▸ Work required: Count the lines in the records below that contain the word "sandy". Reply with that number alone.
== Records shown ==
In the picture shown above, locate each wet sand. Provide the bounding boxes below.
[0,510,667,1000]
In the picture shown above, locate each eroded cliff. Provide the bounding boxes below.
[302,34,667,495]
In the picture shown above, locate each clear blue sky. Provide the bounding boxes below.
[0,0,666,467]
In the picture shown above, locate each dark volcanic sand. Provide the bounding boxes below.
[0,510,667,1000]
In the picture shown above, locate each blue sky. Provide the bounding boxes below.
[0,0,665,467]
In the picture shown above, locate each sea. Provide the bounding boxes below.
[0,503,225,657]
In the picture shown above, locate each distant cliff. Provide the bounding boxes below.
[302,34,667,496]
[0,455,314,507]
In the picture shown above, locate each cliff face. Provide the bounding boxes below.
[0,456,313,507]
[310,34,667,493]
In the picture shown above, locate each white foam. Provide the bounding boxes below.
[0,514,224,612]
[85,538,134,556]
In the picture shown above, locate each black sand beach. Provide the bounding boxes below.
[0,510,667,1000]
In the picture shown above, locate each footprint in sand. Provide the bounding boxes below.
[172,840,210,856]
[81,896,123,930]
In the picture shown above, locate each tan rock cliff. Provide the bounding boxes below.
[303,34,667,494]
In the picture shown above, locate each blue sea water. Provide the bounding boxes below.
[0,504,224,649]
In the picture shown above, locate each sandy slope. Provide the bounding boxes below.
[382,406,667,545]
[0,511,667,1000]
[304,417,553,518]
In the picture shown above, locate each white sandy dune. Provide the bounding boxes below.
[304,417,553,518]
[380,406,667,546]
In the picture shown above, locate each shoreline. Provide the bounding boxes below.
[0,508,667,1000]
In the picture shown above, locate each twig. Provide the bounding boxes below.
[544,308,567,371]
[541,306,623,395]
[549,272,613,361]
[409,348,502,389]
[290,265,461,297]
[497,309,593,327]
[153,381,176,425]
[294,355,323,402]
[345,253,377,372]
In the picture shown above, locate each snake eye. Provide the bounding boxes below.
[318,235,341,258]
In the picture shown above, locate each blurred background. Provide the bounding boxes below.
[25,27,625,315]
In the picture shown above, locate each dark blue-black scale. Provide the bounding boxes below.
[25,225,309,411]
===
▸ Correct answer: 2